◆ Work to complete: Extend the article on South Korea's canceled Yeongam hydrogen fuel cell plant, picking up after its last paragraph.
++++ Extracted text
South Korea Cancels 100MW Hydrogen Fuel Cell Project in Yeongam
December 31, 2024Project Termination Amid Financial and Policy Challenges
South Korea’s government has officially halted plans for a landmark 100MW hydrogen fuel cell power plant in Yeongam, South Jeolla Province. According to updates from Pulse, the project, initiated by Korea Midland Power Co. (KOMIPO) and Doosan Enerbility Co., faced significant financial issues that led to its cancellation.
Initially announced as part of South Korea’s renewable energy push, the project in the Daebul National Industrial Complex aimed to harness energy through hydrogen produced from liquefied natural gas (LNG). However, spiraling production costs and an overhauled policy landscape eroded its feasibility. Construction was originally scheduled for late 2023, with completion targeted for late 2024.
An official from Yeongam County remarked, “Despite agreements on profit-sharing and discussions with local governments, the project failed to see progress.” KOMIPO and Doosan also confirmed the shelved plans, citing difficulties in stakeholder alignment and external economic conditions.
++++++++
++++ Source information
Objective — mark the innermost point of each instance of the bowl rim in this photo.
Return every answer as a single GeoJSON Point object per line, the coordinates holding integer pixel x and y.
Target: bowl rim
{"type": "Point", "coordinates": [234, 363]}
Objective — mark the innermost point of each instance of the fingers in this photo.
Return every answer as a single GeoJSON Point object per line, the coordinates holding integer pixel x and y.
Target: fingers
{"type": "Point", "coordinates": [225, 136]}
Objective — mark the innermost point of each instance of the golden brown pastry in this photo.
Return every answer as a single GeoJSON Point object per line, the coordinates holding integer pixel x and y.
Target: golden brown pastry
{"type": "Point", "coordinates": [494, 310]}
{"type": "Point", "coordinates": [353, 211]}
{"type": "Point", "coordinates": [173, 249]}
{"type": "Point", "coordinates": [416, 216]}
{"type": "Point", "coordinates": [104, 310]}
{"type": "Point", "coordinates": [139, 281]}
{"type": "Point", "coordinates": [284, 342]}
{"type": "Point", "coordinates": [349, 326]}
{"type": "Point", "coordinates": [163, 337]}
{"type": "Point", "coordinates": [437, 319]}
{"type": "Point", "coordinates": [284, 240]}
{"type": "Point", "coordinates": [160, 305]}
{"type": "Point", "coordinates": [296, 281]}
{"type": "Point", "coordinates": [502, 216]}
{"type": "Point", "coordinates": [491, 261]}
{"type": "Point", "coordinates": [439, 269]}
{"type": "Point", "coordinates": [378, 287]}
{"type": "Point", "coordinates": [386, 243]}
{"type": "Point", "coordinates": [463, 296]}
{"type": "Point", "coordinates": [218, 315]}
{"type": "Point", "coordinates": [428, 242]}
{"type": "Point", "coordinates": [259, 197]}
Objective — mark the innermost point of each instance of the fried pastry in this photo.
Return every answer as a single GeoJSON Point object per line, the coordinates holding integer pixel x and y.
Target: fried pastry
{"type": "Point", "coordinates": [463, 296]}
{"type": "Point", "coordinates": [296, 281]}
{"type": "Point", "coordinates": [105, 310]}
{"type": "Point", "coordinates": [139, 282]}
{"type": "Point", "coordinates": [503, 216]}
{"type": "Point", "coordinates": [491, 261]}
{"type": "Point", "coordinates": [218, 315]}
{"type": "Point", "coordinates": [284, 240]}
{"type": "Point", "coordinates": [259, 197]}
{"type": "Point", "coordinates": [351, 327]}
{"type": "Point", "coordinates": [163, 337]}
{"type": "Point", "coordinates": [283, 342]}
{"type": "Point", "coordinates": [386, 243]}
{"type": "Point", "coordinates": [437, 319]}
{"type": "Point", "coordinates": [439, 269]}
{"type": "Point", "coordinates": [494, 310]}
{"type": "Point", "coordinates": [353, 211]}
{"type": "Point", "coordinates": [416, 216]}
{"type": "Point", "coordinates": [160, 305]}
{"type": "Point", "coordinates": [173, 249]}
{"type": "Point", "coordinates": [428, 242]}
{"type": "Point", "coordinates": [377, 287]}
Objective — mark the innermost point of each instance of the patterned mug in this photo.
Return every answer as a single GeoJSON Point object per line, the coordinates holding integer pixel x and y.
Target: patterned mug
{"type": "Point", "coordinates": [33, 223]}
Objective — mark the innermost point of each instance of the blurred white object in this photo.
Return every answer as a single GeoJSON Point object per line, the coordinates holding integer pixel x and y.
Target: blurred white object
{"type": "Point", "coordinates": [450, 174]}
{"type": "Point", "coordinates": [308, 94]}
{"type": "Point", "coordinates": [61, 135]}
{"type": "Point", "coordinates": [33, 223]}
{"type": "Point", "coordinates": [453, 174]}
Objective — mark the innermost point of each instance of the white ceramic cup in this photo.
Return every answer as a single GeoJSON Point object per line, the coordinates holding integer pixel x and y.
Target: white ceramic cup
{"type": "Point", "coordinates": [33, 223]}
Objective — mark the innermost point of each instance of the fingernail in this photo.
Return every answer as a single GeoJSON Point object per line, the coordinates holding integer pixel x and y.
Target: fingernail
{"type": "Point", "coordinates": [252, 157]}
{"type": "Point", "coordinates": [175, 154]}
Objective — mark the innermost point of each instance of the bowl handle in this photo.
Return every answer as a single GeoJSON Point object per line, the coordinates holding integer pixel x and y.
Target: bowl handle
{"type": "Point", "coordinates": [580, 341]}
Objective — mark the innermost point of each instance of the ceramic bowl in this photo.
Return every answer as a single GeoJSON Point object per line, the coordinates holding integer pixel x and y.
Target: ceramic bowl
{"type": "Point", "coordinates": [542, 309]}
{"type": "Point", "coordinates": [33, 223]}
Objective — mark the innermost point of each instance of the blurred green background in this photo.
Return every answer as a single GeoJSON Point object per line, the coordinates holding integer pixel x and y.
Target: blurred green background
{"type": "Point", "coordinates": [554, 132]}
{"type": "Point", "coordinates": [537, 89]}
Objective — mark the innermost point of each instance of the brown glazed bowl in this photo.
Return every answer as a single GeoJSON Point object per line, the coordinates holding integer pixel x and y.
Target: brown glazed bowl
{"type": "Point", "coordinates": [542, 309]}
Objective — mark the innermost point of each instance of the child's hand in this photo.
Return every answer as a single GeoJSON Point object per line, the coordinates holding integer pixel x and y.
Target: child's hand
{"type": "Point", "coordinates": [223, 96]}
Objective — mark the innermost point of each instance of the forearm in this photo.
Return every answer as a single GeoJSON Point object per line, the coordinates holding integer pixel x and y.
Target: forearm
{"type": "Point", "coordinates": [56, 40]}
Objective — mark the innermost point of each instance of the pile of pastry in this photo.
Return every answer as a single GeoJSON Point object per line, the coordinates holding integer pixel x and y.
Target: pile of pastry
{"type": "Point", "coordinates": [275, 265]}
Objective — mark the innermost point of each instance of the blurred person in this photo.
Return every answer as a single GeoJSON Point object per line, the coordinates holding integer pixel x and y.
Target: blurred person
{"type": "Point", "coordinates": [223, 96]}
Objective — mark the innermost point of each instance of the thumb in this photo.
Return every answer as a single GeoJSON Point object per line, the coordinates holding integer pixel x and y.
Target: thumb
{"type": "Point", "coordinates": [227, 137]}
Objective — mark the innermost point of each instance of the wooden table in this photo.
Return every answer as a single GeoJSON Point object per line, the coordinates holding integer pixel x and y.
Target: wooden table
++++++++
◆ Reply:
Pressures from Rising LNG Costs
Key to the project’s failure were sharp LNG price increases. Prices surged more than 200% from 2020 to 2022, significantly affecting fuel cell profitability. The high costs forced many state-owned power firms, including KOMIPO, to reconsider their commitments to hydrogen fuel cells. An insider pointed out that profit margins for fuel cell operations have become virtually unsustainable under current market conditions.
Further exacerbating challenges were changes in South Korea’s energy regulations. The transition from the Renewable Portfolio Standard (RPS) to the Clean Hydrogen Portfolio Standard (CHPS) in 2023 required hydrogen projects to go through new bidding processes. This shift diminished demand for renewable energy initiatives, creating additional roadblocks for hydrogen power plant developers.
KOMIPO’s Broader Strategic Shift
The Yeongam termination follows KOMIPO’s recent decision to abandon an LNG import terminal project in Boryeong, Chungo City, citing similar cost concerns. Planned construction costs for the terminal surged by 22%, pushing the estimated investment from 732 billion won to nearly 895 billion won. Additionally, KOMIPO projected a staggering 67% decline in LNG demand due to the prioritization of nuclear energy.
This move signals a strategic pivot as Korea increasingly turns to cost-effective and sustainable energy sources, such as nuclear, to reduce its reliance on expensive imports. KOMIPO’s shift away from LNG and hydrogen reflects the growing challenge of balancing renewable investments with economic realities.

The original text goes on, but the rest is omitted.